Passage to read
======
How to Build a Serverless WebSockets Platform

When building modern web applications, it is increasingly important to be able to handle real-time data with an event-driven architecture to propagate messages to all connected clients instantly.

Several protocols are available, but WebSocket is arguably the most widely used as it is optimized for minimum overhead and low latency. The WebSocket protocol supports bidirectional, full-duplex communication between client and server over a persistent, single-socket connection. With a WebSocket connection, you can eliminate polling and push updates to a client as soon as an event occurs.

How to Integrate WebSockets Into Your Stack

You could deliver an event-driven architecture by setting up a dedicated WebSocket server for clients to connect and receive updates. However, this architecture has several drawbacks, including the need to manage and scale the server and the inherent latency involved in sending updates from that server to clients, who may be distributed worldwide.

To scale up your hardware across the globe, you could skip the responsibility and cost of ownership by renting from a cloud service provider. For example, you could use a managed cloud service such as Amazon ECS, or you could opt for a serverless WebSocket solution.
======
Collected data entries
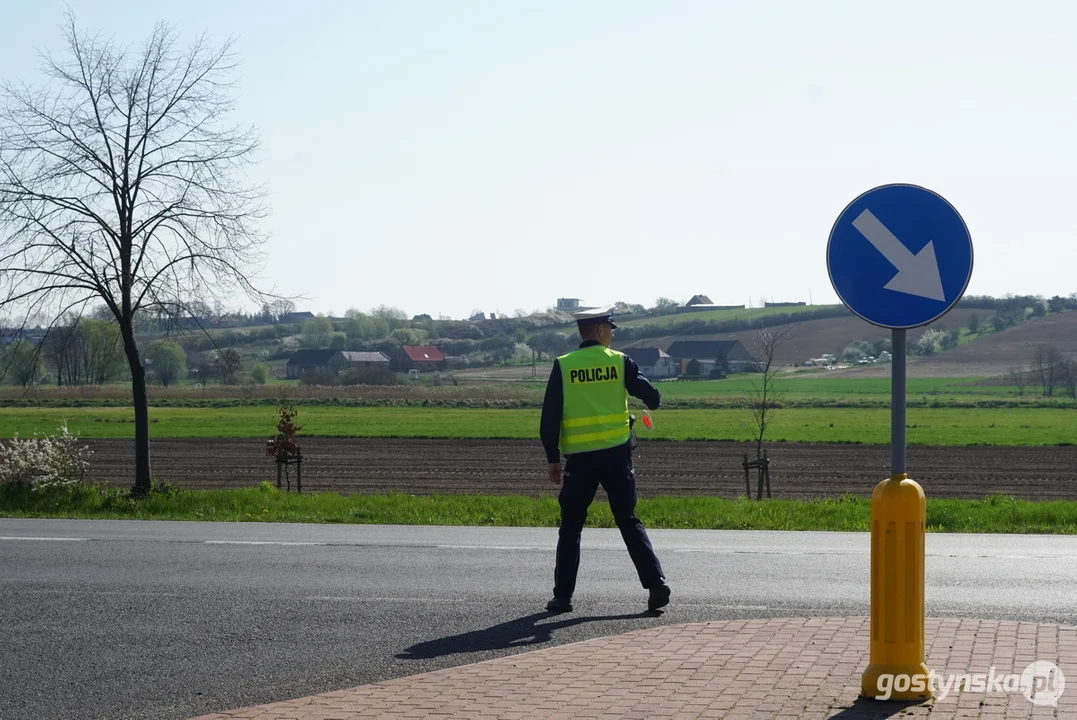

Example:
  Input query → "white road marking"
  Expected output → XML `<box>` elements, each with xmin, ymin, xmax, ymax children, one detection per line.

<box><xmin>434</xmin><ymin>545</ymin><xmax>554</xmax><ymax>552</ymax></box>
<box><xmin>205</xmin><ymin>540</ymin><xmax>328</xmax><ymax>545</ymax></box>
<box><xmin>307</xmin><ymin>595</ymin><xmax>469</xmax><ymax>603</ymax></box>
======
Exercises to complete
**1)** Name each setup that the serverless WebSockets article gives as a way to get WebSocket updates to clients.
**2)** Carry on the serverless WebSockets article from its final paragraph.

Expected outputs
**1)**
- A dedicated WebSocket server that clients connect to for updates
- A managed cloud service such as Amazon ECS
- A serverless WebSocket solution

**2)**
"A serverless application costs you nothing to run when nobody is using it, excluding data storage costs." Cloud 2.0: Code is no longer King - Serverless has dethroned it

Saving on operational costs is an excellent reason to consider a serverless framework: you reap the benefits of scale and elasticity, but you don't have to provision or manage the servers.

This article explains how to build a basic serverless WebSockets platform, ideal for simple applications such as chat, using AWS API Gateway to create a WebSocket endpoint and AWS Lambda for connection management and backend business logic.

The Basic Architecture of a Serverless WebSockets Platform

Building a simple serverless WebSockets platform is relatively straightforward, using AWS API Gateway to build out WebSockets APIs and Lambda functions for backend processing, storing message metadata in Amazon DynamoDB.

AWS API Gateway

AWS API Gateway is a service to create and manage APIs. You can use it as a stateful proxy to terminate persistent WebSocket connections and transfer data between your clients and HTTP-based backends such as AWS Lambda, Amazon Kinesis, or any other HTTP endpoint.

AWS Lambda

AWS Lambda is a serverless computing service that allows you to run code without provisioning or managing servers.

WebSocket APIs can invoke Lambda functions, for example, to deliver a message payload for further processing and then return the result to the client. The Lambda functions only run as long as necessary to handle any individual task. For client authorization, the connection request must include credentials to be verified by a Lambda authorizer function that returns the appropriate AWS IAM policy for access rights.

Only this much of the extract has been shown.